Dataset items
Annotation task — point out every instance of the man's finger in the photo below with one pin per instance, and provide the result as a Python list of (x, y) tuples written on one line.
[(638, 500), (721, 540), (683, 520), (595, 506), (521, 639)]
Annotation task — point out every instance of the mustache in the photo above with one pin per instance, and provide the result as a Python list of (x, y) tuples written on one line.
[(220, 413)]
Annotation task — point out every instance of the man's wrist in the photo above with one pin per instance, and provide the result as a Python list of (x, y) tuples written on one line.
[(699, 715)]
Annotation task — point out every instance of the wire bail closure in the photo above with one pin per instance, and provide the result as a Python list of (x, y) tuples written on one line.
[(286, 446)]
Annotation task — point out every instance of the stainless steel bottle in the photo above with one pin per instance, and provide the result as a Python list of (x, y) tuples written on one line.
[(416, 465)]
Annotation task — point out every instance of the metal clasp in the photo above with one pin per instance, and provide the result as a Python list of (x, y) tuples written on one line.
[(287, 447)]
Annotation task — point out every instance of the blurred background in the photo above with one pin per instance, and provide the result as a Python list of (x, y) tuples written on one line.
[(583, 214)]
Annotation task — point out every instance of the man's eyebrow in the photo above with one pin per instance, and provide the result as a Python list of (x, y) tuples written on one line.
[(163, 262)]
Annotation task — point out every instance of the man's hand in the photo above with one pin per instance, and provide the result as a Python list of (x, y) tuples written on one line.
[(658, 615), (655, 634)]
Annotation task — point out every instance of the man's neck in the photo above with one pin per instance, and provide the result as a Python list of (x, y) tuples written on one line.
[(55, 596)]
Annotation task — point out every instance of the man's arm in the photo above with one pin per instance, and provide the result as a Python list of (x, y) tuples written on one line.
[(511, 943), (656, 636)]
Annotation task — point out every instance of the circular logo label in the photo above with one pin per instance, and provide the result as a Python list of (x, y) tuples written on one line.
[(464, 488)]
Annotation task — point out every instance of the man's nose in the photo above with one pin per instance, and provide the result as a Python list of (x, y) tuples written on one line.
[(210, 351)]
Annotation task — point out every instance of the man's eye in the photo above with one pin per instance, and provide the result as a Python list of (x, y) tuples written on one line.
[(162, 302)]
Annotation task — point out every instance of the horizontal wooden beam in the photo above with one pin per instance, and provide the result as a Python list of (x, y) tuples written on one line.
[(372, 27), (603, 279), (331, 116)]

[What needs to be done] Every entry above needs to be quoted exactly.

[Task response]
Annotation task — point out every instance of the man's finger in the photo below with one pin per instance, and provide the result as a Python list of (x, y) tuples written on one line.
[(638, 500), (721, 540), (683, 520), (595, 506), (521, 639)]
Annotation task — point out every instance of the mustache in the photo above with one pin per instance, and provide the result as a Python list of (x, y) tuples written on one line.
[(220, 413)]
Annotation task — point out every instance of the man's wrist in the photo above with one pin per instance, and provide the result as a Python list of (x, y) tuples written on one line.
[(699, 715)]
Annotation task — point out every instance of the wire bail closure in the photo above with one pin per instance, and provide the result as a Python list of (x, y) tuples written on one line.
[(286, 446)]
Annotation task — point out every instance of the stainless steel bottle in the photo above with one pin per instance, and provide the result as a Python list of (x, y) tuples written on one line.
[(416, 465)]
Annotation task — point out every instance of the metal clasp in the photo above with one pin per instance, and provide the result as a Python list of (x, y) tuples written on one line.
[(287, 447)]
Annotation task — point out every instance of the blurred background in the photo above with one pin per instance, and provide the result as a Python list of (x, y) tuples written on one line.
[(583, 214)]
Annotation task — point out every instance of the man's eyebrow in the photo above with one pin per instance, and provide the result as a Python list of (x, y) tuples written on one line.
[(163, 262)]
Annotation task — point out every instance of the man's hand in the photo above with one pin per instance, and provide the result as a Python list of (x, y) tuples written on one line.
[(658, 615), (655, 634)]
Annotation task — point out every instance of the man's neck in the photo above with one pin per instance, and provide the result as a Python list of (x, y) tuples written on one line.
[(55, 596)]
Annotation task — point out every instance of the man's arm in the photo above with one pin per instance, and provide the result as a Python list of (x, y) tuples written on one line.
[(511, 943), (656, 636)]
Annotation task — point out every instance of the circular logo label in the photo above with one pin per instance, and provide the result as a Python list of (x, y) tuples written on one line.
[(464, 488)]
Annotation task — point out every instance of the man's nose in the photo above with one pin per instance, and provide the result as a Python list of (x, y) tuples written on one line.
[(210, 351)]
Annotation task — point out every instance of the man's eye in the photo above with one pin per instance, and provide the result as a Python list of (x, y) tuples written on one line.
[(162, 302)]
Annotation task — point out every instance of the horizontal wooden beam in the photo above with one pin per instance, and provide the result as a Python list of (x, y) tuples written on one line.
[(372, 27), (603, 279), (331, 116)]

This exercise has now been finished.